* Source extract *
BEGIN

Perdue, Hudson back claims for fees
Attorneys for Perdue Farms Inc. and Berlin-based farmer Alan Hudson spelled out in strongly worded filings why they should be awarded a total of $3 million in attorneys’ fees after defeating a federal Clean Water Act case by the Waterkeeper Alliance Inc. in December.
The company and its Eastern Shore contract farmer said the Waterkeeper’s allegations — that they repeatedly discharged pollutants through a point source into the Pocomoke River and the Chesapeake Bay — were groundless, and that actions of that sort should be discouraged.
The Waterkeeper Alliance “continued to litigate an action well beyond the time when the case clearly was unreasonable (assuming, but not conceding, that it was not frivolous from the start),” Michael Schatzow, James L. Shea and Maria E. Rodriguez of Venable LLP wrote for Perdue in a document filed Thursday in U.S. District Court in Baltimore.

END

* Exercise *
Write the next part of the news article on the Perdue and Hudson fee claims, starting after its final sentence. The material after this plays no part in the work.

* Exercise data *
BEGIN

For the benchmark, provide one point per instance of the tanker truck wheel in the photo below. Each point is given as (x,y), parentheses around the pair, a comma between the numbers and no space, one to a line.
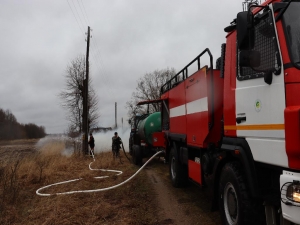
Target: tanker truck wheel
(137,155)
(178,172)
(235,204)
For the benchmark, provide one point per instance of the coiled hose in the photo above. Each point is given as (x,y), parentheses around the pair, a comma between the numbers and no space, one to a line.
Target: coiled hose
(101,177)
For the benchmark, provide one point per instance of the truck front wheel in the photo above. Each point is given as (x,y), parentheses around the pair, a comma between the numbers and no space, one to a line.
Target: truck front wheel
(178,172)
(235,204)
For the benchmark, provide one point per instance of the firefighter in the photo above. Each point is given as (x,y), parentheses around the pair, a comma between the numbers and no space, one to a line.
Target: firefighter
(92,144)
(116,145)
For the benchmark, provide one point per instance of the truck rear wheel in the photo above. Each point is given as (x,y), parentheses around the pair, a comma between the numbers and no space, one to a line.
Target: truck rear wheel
(235,204)
(137,155)
(178,172)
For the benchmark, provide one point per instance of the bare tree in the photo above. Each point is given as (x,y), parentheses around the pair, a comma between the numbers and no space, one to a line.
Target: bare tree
(72,96)
(148,88)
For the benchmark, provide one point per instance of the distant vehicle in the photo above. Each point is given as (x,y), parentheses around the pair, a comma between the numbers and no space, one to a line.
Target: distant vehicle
(142,129)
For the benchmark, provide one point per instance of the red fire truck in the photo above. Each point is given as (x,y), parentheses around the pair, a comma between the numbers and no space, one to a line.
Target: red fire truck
(236,129)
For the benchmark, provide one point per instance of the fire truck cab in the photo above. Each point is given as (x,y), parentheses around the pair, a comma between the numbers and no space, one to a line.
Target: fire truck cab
(236,128)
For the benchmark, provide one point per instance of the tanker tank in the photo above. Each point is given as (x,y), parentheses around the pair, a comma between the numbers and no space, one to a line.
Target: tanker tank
(148,126)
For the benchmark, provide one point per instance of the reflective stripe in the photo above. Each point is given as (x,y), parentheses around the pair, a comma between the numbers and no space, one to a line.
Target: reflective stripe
(177,111)
(199,105)
(256,127)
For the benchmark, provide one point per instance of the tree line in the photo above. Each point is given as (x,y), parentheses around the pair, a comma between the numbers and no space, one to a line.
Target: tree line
(11,129)
(72,97)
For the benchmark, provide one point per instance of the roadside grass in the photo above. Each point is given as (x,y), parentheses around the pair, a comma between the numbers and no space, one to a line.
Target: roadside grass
(131,203)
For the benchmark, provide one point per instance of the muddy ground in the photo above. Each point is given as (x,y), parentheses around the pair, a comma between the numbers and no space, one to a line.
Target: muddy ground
(169,205)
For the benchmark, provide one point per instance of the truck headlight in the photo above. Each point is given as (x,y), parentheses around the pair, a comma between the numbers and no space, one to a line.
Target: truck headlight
(293,191)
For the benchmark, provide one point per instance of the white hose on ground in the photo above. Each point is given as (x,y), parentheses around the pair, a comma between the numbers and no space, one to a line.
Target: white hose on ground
(93,190)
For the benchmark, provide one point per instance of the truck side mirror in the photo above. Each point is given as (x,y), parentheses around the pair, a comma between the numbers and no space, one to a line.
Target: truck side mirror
(249,58)
(245,30)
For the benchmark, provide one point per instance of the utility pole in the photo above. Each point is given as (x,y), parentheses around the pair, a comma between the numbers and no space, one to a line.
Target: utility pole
(116,126)
(85,114)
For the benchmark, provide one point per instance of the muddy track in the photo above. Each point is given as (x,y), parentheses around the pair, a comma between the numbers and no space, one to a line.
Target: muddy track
(189,205)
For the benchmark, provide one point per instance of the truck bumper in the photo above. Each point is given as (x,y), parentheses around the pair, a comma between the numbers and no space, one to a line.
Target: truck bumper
(290,209)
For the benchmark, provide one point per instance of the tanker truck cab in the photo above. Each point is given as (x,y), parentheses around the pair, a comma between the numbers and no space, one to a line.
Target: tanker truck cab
(236,129)
(142,128)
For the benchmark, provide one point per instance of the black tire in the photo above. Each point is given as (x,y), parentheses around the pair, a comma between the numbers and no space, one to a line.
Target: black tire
(236,206)
(137,155)
(178,172)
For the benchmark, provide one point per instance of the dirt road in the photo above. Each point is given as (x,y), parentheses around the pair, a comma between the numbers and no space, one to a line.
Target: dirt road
(148,199)
(189,205)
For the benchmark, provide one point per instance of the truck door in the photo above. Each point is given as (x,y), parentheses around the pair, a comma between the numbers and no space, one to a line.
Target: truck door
(260,96)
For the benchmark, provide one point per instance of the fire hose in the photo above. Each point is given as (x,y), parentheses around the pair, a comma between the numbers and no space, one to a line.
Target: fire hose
(101,177)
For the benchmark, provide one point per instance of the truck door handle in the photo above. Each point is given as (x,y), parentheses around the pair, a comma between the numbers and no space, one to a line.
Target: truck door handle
(240,119)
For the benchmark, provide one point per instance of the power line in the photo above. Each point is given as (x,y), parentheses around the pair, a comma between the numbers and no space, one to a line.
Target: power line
(78,14)
(75,16)
(85,12)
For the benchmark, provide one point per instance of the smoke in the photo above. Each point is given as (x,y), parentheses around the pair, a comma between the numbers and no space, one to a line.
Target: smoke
(103,140)
(49,142)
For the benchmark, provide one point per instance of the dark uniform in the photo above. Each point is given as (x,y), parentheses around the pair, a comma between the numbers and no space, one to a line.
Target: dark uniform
(92,143)
(116,145)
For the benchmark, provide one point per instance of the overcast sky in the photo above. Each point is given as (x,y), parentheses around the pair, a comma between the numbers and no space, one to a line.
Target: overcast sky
(129,38)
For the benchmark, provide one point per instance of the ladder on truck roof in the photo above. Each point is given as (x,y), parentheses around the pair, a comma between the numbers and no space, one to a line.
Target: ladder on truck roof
(183,74)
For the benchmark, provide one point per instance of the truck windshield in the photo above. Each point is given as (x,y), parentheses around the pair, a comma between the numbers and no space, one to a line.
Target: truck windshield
(291,20)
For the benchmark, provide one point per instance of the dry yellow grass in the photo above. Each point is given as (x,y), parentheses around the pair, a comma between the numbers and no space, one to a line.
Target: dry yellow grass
(20,179)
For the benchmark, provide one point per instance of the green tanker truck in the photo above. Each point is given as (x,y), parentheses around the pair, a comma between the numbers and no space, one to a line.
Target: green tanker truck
(140,140)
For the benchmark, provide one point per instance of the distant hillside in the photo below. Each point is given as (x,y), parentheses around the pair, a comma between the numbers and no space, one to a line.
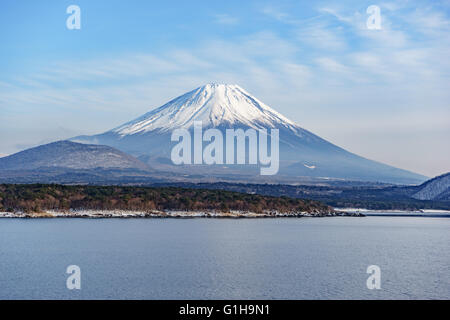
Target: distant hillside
(374,197)
(38,197)
(70,155)
(435,189)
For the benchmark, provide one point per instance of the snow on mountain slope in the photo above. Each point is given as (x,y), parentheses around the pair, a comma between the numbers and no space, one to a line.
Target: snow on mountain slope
(220,106)
(214,105)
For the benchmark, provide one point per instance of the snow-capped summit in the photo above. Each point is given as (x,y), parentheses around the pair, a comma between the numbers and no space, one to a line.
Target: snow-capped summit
(223,106)
(213,104)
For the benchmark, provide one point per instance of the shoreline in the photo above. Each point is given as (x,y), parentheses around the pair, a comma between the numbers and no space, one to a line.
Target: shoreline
(430,213)
(124,214)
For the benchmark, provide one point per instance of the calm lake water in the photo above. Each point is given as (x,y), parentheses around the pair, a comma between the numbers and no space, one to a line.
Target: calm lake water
(296,258)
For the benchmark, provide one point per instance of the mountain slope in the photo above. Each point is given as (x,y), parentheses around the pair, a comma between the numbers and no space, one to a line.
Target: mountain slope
(435,189)
(220,106)
(70,155)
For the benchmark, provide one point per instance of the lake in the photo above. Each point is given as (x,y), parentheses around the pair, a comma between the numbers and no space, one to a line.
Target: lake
(282,258)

END

* Solved exercise *
The plaintiffs “should not be permitted to walk away having lost nothing, not even the ability to assert an identical claim against another farm, after having caused the defendants to suffer financial and emotional pain and loss,” the filing says.
The filing says Perdue has already paid its lawyers for more than 10,000 hours.
In an interview last month, Schatzow said the Salisbury-based company incurred $2.5 million in attorneys’ fees and expenses since March 1, when Senior Judge William N. Nickerson issued an order denying Perdue’s motion for summary judgment. The judge ruled in Perdue and Hudson’s favor two months ago.
Perdue and Hudson filed requests for attorneys’ fees last month, and Nickerson gave them until Thursday to file supporting memoranda.
Jane F. Barrett, who directs the University of Maryland Environmental Law Clinic and represented Waterkeeper, said in an email last month that the attorney-fee motions were not unusual or unexpected. Jeffrey Raymond, a spokesman for the University of Maryland Francis King Carey School of Law, said in an email Thursday that Waterkeeper’s response will be filed with the court later this month.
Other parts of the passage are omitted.